[[ Reading text, beginning ]]

Today, 10 BCC day centers carry out their work in parish buildings or on donated land. Contributions from the parishes, diocese and Mosaic, as well as grants from ELCA World Hunger, cover the operating budget.
Led by Tanzanians, the multicultural centers serve Lutherans, Roman Catholics, Muslims and practitioners of traditional African religion.
Shaeli Urassa, director of Moshi Center 2, was working in her Lutheran congregation’s kindergarten when her pastor suggested she volunteer with BCC. She began knocking on doors to find hidden children and opening doors to new arrivals like the mother carrying her 2-pound, 10-month-old with hydrocephalus (excess fluid in the brain).
“I love children, and when I work with these children I feel so happy,” she said. “I see how important it is to live our faith this way.”
The center’s goal is to help families move beyond isolation and stigma into full participation in their community. Besides caring for kids in the centers and in the homes of especially fragile children, BCC staff train parents to care for special needs, set up projects that increase family incomes, and provide job opportunities for disabled young people beyond school age.
“Families are hungry for that information and that feeling of support and acceptance,” said Kelly Lytle, international relations director for Mosaic.
Addressing medical needs
Since kids like Brian also have complicated medical situations, the BCC program offers regular physicals and visits to doctors and hospitals when necessary.
But doctors “sometimes don’t know what to do with them,” said Buschkemper, a pediatric nurse practitioner who volunteers her clinical skills to help the BCC improve medical outcomes.
“When you see a 4- or 8-year-old who can’t walk or talk, you wonder why,” she said. “Is it cerebral palsy, a traumatic brain injury, a genetic syndrome, complications of labor or premature birth, or autism? A more informed medical diagnosis makes it easier to know how to help.”
When the children first began to turn up in clinics and hospitals, “we had a tremendous amount of struggle,” Buschkemper said. “Some doctors refused to treat our children because of their disabilities.”
Relations have improved, but in the future Buschkemper hopes to offer in-service training to BCC staff and local physicians to increase their capacity to diagnose and treat disabilities.

[[ Reading text, end ]]

**Directions**
[A] Summarize the passage on BCC day centers in two sentences.
[B] Translate this sentence from the passage on BCC day centers into Spanish: "Since kids like Brian also have complicated medical situations, the BCC program offers regular physicals and visits to doctors and hospitals when necessary."
[C] Pick up the passage on BCC day centers after its final sentence and extend it.

[[ Source material, beginning ]]

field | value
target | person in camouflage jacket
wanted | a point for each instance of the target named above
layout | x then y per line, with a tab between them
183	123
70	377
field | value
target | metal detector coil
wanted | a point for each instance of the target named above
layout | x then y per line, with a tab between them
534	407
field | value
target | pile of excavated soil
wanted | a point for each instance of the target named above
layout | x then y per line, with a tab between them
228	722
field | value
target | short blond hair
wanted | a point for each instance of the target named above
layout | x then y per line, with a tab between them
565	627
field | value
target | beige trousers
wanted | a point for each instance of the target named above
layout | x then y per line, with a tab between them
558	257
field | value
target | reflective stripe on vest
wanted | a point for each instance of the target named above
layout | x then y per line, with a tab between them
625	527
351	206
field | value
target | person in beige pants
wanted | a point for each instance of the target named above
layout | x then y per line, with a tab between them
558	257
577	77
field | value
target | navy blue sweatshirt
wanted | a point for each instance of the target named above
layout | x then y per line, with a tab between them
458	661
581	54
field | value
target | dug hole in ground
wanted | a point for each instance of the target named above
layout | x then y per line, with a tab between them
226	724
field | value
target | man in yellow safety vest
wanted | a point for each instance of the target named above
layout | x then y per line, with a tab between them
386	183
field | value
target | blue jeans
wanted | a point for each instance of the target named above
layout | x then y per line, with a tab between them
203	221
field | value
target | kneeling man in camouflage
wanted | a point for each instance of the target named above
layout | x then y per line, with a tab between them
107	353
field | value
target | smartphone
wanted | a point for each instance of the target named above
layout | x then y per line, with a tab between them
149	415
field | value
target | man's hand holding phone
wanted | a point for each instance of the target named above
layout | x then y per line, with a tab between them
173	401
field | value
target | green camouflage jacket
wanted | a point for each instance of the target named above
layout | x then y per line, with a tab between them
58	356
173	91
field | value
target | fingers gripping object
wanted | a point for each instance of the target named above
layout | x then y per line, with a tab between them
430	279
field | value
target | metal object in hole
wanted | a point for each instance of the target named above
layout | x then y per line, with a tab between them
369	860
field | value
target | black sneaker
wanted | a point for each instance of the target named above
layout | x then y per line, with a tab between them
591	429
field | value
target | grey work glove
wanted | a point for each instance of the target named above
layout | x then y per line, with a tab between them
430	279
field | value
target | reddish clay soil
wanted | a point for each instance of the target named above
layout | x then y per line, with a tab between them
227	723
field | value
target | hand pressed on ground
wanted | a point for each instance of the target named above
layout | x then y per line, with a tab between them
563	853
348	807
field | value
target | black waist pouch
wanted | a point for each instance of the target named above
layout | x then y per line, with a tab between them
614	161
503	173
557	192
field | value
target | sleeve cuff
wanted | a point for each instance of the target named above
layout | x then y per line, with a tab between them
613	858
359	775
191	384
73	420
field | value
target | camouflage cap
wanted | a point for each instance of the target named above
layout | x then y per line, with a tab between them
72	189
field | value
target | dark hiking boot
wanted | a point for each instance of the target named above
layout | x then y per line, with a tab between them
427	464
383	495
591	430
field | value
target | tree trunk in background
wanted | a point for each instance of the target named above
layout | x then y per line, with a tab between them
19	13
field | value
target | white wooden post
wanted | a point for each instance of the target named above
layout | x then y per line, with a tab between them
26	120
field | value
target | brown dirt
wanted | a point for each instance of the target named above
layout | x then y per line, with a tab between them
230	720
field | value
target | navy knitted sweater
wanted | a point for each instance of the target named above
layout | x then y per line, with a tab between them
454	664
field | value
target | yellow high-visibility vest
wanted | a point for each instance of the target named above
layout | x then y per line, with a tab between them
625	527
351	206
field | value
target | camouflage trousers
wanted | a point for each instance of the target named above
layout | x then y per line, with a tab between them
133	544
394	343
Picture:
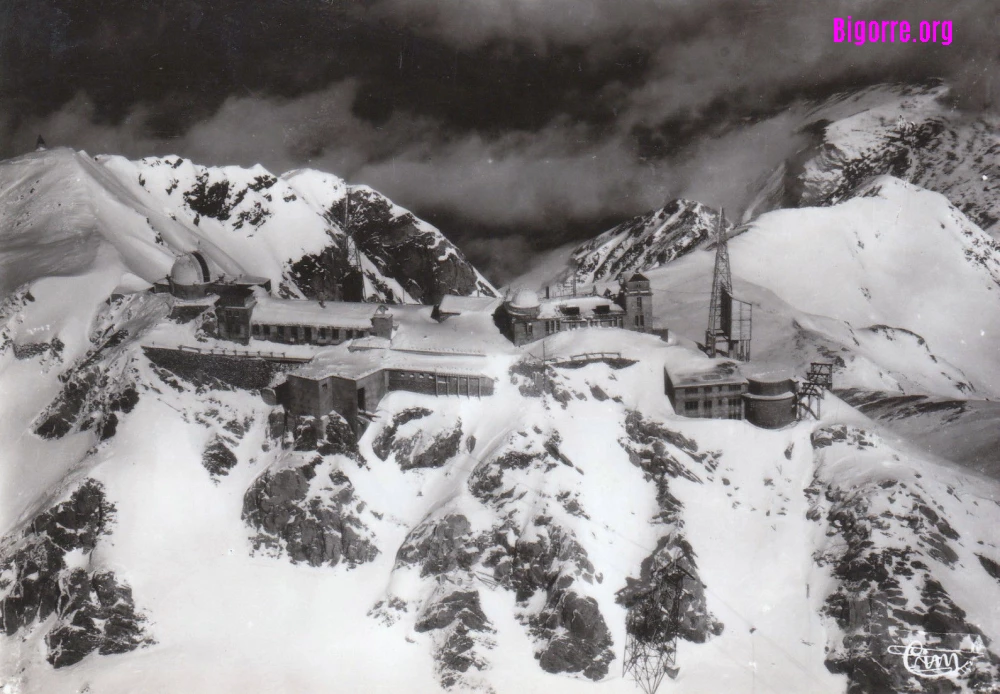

[[ Source material, end ]]

**Task responses**
[A] Ten BCC day centers, funded by the parishes, the diocese, Mosaic and ELCA World Hunger grants, serve Lutherans, Roman Catholics, Muslims and practitioners of traditional African religion, and they aim to help families move beyond isolation and stigma through child care, parent training, income projects and jobs for disabled young people. The program also provides regular physicals and doctor and hospital visits, and although some doctors once refused to treat the children, Buschkemper hopes to offer in-service training to BCC staff and local physicians to help them diagnose and treat disabilities.

[B] Dado que niños como Brian también tienen situaciones médicas complicadas, el programa de BCC ofrece exámenes físicos periódicos y visitas a médicos y hospitales cuando es necesario.

[C]
“There are ways to help kids with swallowing difficulties eat without aspirating, or assist with toileting and bladder control problems,” she said. “We can also look at medications and adaptive equipment like bathroom rails.”
A frequent visitor to Tanzania, Buschkemper previously volunteered in the diocese’s hospitals, most recently in its nursing and clinical officer training program.
The member of Augustana Lutheran Church, Omaha, has also volunteered in Malawi, Central and South America, and Asia.
Working with the BCC, she has moved from “feeling pity” for children like Brian to celebrating “the potential and the happiness and joy they feel and know in life that they wouldn’t have had a chance for otherwise,” she said. “Brian has a shot at a normal life now and is a happy little boy.”
Mosaic is a member of Lutheran Services in America (LSA) and the LSA Disability Network. The network is a nationwide association of Lutheran social ministry agencies, faith-based organizations and Lutheran professionals that support people with intellectual and developmental disabilities and related conditions. Its member organizations provide support to more than 150,000 individuals in 32 states and the U.S. Virgin Islands.
The ELCA receives the outreach and hospitality gifts of the Evangelical Lutheran Church in Tanzania. It supports key congregational and educational ministries, as well the Tanzanian church’s 21 hospitals, providing 15 percent of health services in this multiethnic, multireligious country. Twenty ELCA synods are engaged in relationships with dioceses.